SET EXERCISE
Extract every one of the lines below, reproducing each one word for word.

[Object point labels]
============
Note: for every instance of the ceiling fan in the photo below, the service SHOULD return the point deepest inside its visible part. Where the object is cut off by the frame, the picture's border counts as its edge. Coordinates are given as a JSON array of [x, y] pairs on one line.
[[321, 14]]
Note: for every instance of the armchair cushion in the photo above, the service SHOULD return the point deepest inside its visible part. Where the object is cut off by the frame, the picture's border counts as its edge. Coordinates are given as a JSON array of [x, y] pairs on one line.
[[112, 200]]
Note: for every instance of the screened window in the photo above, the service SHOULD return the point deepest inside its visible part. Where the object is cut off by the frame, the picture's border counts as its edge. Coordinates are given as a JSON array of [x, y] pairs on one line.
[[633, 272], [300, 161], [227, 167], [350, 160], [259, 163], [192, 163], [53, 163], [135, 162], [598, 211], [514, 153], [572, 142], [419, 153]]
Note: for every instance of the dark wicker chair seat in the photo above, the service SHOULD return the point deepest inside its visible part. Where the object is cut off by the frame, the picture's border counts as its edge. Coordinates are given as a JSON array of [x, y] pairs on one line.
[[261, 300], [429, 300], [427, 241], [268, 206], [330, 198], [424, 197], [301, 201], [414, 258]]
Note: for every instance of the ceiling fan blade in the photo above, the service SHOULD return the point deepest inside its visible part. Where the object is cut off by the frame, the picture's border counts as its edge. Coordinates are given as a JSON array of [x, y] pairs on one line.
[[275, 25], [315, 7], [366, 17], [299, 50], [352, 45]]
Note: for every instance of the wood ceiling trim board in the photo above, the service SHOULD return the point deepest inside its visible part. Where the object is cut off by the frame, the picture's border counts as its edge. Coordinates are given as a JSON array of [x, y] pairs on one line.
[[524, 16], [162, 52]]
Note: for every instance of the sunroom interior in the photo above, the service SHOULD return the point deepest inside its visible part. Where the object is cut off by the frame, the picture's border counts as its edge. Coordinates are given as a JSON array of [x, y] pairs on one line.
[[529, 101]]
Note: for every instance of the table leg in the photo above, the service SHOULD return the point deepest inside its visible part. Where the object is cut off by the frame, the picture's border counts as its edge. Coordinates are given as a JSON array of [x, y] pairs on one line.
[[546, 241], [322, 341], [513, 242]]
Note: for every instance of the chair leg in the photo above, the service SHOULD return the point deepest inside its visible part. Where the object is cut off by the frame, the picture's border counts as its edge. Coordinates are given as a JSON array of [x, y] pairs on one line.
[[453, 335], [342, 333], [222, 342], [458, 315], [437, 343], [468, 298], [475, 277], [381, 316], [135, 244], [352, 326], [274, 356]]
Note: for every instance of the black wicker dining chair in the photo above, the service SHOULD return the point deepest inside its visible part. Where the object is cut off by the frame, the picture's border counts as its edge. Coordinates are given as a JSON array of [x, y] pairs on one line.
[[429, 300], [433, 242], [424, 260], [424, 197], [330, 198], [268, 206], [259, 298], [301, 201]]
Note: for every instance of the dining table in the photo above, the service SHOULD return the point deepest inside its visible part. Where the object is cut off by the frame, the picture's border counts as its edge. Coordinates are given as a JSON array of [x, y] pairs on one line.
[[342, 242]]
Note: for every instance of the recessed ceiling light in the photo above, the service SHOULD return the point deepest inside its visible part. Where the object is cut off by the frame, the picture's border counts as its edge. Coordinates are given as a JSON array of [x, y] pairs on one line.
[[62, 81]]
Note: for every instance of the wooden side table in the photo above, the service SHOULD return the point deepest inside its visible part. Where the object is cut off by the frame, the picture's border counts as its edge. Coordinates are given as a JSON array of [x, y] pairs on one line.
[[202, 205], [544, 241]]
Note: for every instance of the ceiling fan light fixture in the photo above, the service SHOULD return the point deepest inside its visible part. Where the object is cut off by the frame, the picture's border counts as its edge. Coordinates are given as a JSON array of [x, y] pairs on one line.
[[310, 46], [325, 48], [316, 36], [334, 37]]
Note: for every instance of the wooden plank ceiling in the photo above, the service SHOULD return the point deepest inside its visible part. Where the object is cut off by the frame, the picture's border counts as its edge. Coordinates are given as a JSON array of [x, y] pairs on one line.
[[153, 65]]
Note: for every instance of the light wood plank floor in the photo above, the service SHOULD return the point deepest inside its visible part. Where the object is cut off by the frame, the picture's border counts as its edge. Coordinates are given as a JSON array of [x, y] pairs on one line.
============
EXERCISE RESPONSE
Note: for every instance of the ceiling fan in the photo below, the service SHOULD return the point deepest inside its visible part. Where the object is cut off by the frame, the picture's border counts as its edge. Coordinates are given as a JSON array of [x, y] pairs on one line.
[[321, 14]]
Note: for every instance of the armchair cushion in the photo above, the service SHOULD return the point deepest inside its visible part. Where the object is cut off by the frame, the picture's border counts as its edge. Coordinates are given as a JSON array of [x, y] pairs on one line.
[[112, 200]]
Note: for every instance of the screened window in the photo above, the service SHOULD return the point deepest inside its visible part. Where the object is cut off by the frame, the picture's border counts as its edge. Coordinates are given as a JSON array of [x, y] pairs on one line.
[[633, 272], [300, 161], [227, 167], [350, 160], [259, 163], [192, 163], [53, 163], [135, 162], [598, 211], [514, 153], [572, 142], [419, 153]]
Note: for every instance of the dark wicker chair seat in the photo above, the service SHOULD return the point deepest inside its visible part. Where the object is cut off by the frame, the picture's border counts as its edge. Coordinates are given as a JSON array of [x, y] pairs on one line.
[[261, 300], [429, 300], [427, 241], [268, 206], [330, 198], [424, 197], [301, 201], [414, 258]]
Note: for every instance of the ceiling fan blade in the photo above, the service SHOULD return the point deepest inside its visible part. Where the object is cut off by the frame, the picture's border counts as its edge. Coordinates are given as a JSON array of [x, y] pairs on one line.
[[275, 25], [315, 7], [366, 17], [299, 50], [352, 45]]
Note: for every instance of the wood ceiling trim board in the photo above, the service SHOULD return the point deepest inside its visible part. Where the object is cut off by the frame, the picture's border counts as its edge. Coordinates are given as a JSON array of [x, y] pairs on one line.
[[524, 16], [162, 52]]
Note: for every instance of the sunroom interior in the photo above, the service SHOULD return the point deepest inside its visible part. Where the object is cut off by the frame, the picture's border counts as its edge. Coordinates are given as a JSON array of [x, y] pairs on one line.
[[529, 101]]
Note: for every instance of the table leg in the photo above, the service SHOULD return the point deepest inside its visible part. Where the object is cut off by the frame, the picture's border counts as its edge. Coordinates are given as a JSON array of [x, y] pairs on one line.
[[546, 241], [322, 341], [513, 242]]
Note: for every instance of the chair leg in the photo above, the service SHOULD return the point deepest inside its visible part. Where the object is cut off by the frame, the picture's border counts as its edge. Coordinates are given as a JSON array of [x, y] pairs on one line.
[[453, 335], [342, 333], [222, 342], [458, 315], [437, 343], [468, 298], [475, 277], [381, 316], [135, 244], [352, 326], [274, 356]]
Note: for every instance of the black wicker dining chair in the photo above, the service SHOULD return the point deepest inside its visible part. Where the object is cut off by the frame, the picture's border counts as its edge. Coordinates are given as a JSON array of [x, y] pairs on one line.
[[429, 300], [433, 242], [424, 260], [424, 197], [330, 198], [268, 206], [259, 298], [301, 201]]
Note: for every instance of the dining table in the photo above, the service SHOULD return the point deepest inside its visible part. Where the object is cut off by the frame, the picture's border counts as its edge. Coordinates are given as a JSON array of [x, y] pairs on one line.
[[342, 242]]
Note: for every instance of the recessed ceiling light in the photo above, the service SHOULD return the point deepest inside its visible part. Where the object is cut off by the frame, the picture's border counts as its edge. Coordinates are given as a JSON array of [x, y] pairs on one line.
[[62, 81]]
Note: for every instance of the wooden side table in the photo above, the service SHOULD return the point deepest inside its visible part. Where the object is cut off by the frame, the picture's border counts as its edge. Coordinates are given as a JSON array of [x, y] pairs on one line.
[[202, 205], [544, 241]]
Note: for every instance of the ceiling fan light fixture in the photo above, the service SHOULD return the point deepest inside its visible part. Where the object is cut off by the frame, the picture's border counts as its edge. Coordinates are given as a JSON array of [x, y] pairs on one line.
[[310, 46], [325, 48], [316, 36], [334, 37]]
Note: for every instance of the wooden plank ceiling in the photo above, the service SHOULD return the point deepest inside its visible part. Where the object is cut off by the frame, the picture's border counts as its edge. Coordinates are given as a JSON array of [x, y] pairs on one line.
[[153, 65]]
Note: for every instance of the light wood plank floor in the photo above, the service SHOULD return the point deepest inside its visible part. Where the object is cut off by the frame, the picture's border counts as its edge. Coordinates are given as a JSON array of [x, y] pairs on one line.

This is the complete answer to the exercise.